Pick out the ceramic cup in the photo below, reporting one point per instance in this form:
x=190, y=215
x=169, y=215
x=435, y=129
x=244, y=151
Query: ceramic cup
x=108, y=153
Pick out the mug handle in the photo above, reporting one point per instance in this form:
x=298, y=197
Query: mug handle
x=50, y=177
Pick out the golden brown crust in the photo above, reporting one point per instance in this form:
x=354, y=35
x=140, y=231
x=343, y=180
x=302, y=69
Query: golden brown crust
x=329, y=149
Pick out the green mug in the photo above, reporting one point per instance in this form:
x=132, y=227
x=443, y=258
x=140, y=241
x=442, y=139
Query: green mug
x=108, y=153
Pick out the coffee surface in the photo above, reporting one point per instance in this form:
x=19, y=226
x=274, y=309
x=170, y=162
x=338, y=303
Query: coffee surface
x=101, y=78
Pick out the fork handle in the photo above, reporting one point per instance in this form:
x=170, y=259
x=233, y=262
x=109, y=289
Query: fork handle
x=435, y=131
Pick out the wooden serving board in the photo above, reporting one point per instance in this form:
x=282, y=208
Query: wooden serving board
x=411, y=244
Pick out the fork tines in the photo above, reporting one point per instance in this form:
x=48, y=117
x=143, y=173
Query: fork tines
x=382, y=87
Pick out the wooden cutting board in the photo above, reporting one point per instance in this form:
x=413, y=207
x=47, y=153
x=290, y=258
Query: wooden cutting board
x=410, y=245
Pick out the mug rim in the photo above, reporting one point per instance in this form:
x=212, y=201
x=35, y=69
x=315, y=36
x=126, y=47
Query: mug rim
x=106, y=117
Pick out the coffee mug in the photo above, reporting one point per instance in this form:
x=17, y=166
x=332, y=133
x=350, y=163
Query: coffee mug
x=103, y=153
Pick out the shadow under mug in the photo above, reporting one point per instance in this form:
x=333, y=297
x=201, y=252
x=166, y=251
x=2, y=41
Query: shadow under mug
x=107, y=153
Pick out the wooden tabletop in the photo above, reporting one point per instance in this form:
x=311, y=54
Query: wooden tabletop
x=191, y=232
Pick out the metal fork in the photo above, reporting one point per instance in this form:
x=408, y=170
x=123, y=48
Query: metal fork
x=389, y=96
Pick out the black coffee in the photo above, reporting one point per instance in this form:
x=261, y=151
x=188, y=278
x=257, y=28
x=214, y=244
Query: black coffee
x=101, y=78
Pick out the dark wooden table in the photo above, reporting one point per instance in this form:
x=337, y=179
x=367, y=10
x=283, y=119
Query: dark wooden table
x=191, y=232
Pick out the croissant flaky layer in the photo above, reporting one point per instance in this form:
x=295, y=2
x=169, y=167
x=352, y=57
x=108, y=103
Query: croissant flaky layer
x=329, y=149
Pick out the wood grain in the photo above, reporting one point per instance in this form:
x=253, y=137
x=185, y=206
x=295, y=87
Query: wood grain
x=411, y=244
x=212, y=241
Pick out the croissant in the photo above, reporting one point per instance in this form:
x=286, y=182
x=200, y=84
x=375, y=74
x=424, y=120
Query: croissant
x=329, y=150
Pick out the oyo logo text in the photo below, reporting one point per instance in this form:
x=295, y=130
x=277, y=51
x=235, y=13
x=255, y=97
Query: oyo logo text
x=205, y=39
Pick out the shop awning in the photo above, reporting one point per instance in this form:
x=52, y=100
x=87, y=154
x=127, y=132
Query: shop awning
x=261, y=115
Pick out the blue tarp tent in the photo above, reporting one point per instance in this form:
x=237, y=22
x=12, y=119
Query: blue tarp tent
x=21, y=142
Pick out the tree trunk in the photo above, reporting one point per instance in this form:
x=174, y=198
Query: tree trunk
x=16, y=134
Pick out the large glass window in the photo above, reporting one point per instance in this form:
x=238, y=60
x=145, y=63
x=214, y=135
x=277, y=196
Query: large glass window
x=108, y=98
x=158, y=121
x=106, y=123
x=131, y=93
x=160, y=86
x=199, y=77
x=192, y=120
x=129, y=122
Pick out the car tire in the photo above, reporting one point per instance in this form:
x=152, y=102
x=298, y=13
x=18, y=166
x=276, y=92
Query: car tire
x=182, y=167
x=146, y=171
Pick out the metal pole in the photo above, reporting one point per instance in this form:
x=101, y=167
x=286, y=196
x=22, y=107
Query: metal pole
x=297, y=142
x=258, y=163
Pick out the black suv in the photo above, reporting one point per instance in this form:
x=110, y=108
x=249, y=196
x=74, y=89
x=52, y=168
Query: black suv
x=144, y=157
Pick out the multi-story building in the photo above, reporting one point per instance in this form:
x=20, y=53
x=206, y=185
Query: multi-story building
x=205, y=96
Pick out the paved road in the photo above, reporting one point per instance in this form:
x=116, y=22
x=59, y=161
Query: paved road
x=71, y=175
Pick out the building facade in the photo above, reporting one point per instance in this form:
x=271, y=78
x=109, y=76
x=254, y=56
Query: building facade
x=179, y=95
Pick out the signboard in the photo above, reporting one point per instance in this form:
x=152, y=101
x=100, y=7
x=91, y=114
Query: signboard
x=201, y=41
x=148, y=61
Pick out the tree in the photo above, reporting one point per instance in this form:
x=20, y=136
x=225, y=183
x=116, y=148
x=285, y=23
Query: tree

PROBLEM REQUIREMENTS »
Copy down the entries exactly, leaving out no line.

YOUR RESPONSE »
Pick out the ceramic cup in the photo below, reporting one point per instance in this form:
x=190, y=215
x=169, y=215
x=435, y=129
x=244, y=151
Query: ceramic cup
x=108, y=153
Pick out the mug handle in the photo above, reporting one point per instance in this form:
x=298, y=197
Query: mug handle
x=50, y=177
Pick out the golden brown crust in the photo above, reporting one point per instance in this form:
x=354, y=35
x=140, y=231
x=343, y=180
x=302, y=69
Query: golden brown crust
x=329, y=149
Pick out the green mug in the photo above, reporting one point per instance in this form:
x=132, y=227
x=443, y=258
x=140, y=241
x=442, y=139
Query: green mug
x=108, y=153
Pick out the coffee surface in the photo above, reporting one point per instance in this form:
x=19, y=226
x=274, y=309
x=170, y=162
x=338, y=303
Query: coffee surface
x=101, y=78
Pick out the fork handle in the photo above, reporting one point per instance in this form:
x=170, y=259
x=233, y=262
x=109, y=289
Query: fork handle
x=435, y=131
Pick out the wooden serving board in the photo above, reporting one point per instance in this form:
x=282, y=208
Query: wooden serving board
x=411, y=244
Pick out the fork tines in the photo above, reporting one point per instance in this form:
x=48, y=117
x=143, y=173
Query: fork tines
x=382, y=87
Pick out the wooden cutting board in the photo above, reporting one point per instance in this form:
x=413, y=207
x=47, y=153
x=290, y=258
Query: wooden cutting board
x=410, y=245
Pick out the mug rim in the photo above, reporting one point per instance in this form:
x=212, y=201
x=35, y=69
x=315, y=36
x=126, y=47
Query: mug rim
x=106, y=117
Pick out the coffee mug in the photo above, reporting one point per instance in this form:
x=17, y=166
x=332, y=133
x=350, y=163
Query: coffee mug
x=103, y=153
Pick out the shadow under mug in the photo above, reporting one point per instance in this form:
x=333, y=297
x=201, y=252
x=166, y=251
x=2, y=41
Query: shadow under mug
x=107, y=153
Pick out the wooden tabletop in the photo above, reporting one point per instance in this form:
x=311, y=54
Query: wooden tabletop
x=191, y=232
Pick out the metal fork in the photo above, reporting one point per instance in this form:
x=408, y=170
x=123, y=48
Query: metal fork
x=389, y=96
Pick out the black coffee in the photo above, reporting one point per instance in this form:
x=261, y=151
x=188, y=278
x=257, y=28
x=214, y=244
Query: black coffee
x=101, y=78
Pick out the dark wooden table in the photo above, reporting one point per instance in this form:
x=337, y=179
x=367, y=10
x=283, y=119
Query: dark wooden table
x=191, y=232
Pick out the croissant flaky layer in the photo above, reporting one point per instance in this form:
x=295, y=2
x=169, y=167
x=352, y=57
x=108, y=103
Query: croissant flaky layer
x=329, y=149
Pick out the wood grain in the photo above, reporting one point per instance in this form:
x=253, y=137
x=185, y=206
x=295, y=87
Query: wood grain
x=411, y=244
x=212, y=241
Pick out the croissant in the photo above, reporting one point per instance in this form:
x=286, y=182
x=200, y=84
x=375, y=74
x=424, y=120
Query: croissant
x=329, y=150
Pick out the oyo logo text in the photo below, reporting one point per instance in this form:
x=295, y=130
x=277, y=51
x=235, y=13
x=255, y=97
Query: oyo logo text
x=205, y=39
Pick out the shop awning in the photo above, reporting one point per instance in this form:
x=52, y=100
x=87, y=154
x=127, y=132
Query: shop awning
x=261, y=115
Pick out the blue tarp tent in the photo above, reporting one point per instance in this form:
x=237, y=22
x=12, y=119
Query: blue tarp tent
x=21, y=142
Pick out the tree trunk in the photo above, reporting one point per instance in this form:
x=174, y=198
Query: tree trunk
x=16, y=134
Pick out the large glass window in the photo above, reporting one point per instance in this form:
x=238, y=60
x=145, y=63
x=214, y=135
x=277, y=196
Query: large glass window
x=108, y=98
x=158, y=121
x=106, y=123
x=131, y=93
x=160, y=86
x=199, y=77
x=192, y=120
x=129, y=122
Pick out the car tire in the photo above, reporting one point per instance in this form:
x=152, y=102
x=298, y=13
x=18, y=166
x=276, y=92
Query: car tire
x=182, y=167
x=146, y=171
Pick out the metal pole in the photo above, reporting one point per instance in this form:
x=101, y=167
x=286, y=196
x=22, y=107
Query: metal pole
x=297, y=142
x=258, y=163
Pick out the black suv in the photo above, reporting one point per instance in this form:
x=110, y=108
x=249, y=196
x=74, y=89
x=52, y=168
Query: black suv
x=144, y=157
Pick out the multi-story building in the photo above, reporting one point per instance in this form:
x=20, y=53
x=206, y=185
Query: multi-story building
x=205, y=96
Pick out the paved road in the photo above, reporting one point per instance in this form:
x=116, y=22
x=59, y=161
Query: paved road
x=71, y=175
Pick out the building facade in the photo above, reporting one point per instance in this form:
x=271, y=78
x=109, y=76
x=254, y=56
Query: building facade
x=179, y=95
Pick out the signboard in the photo above, reporting one point per instance in this form:
x=152, y=101
x=100, y=7
x=91, y=114
Query: signboard
x=201, y=41
x=148, y=61
Pick out the tree in the photo above, reporting one point per instance in this form:
x=20, y=136
x=225, y=183
x=116, y=148
x=285, y=23
Query: tree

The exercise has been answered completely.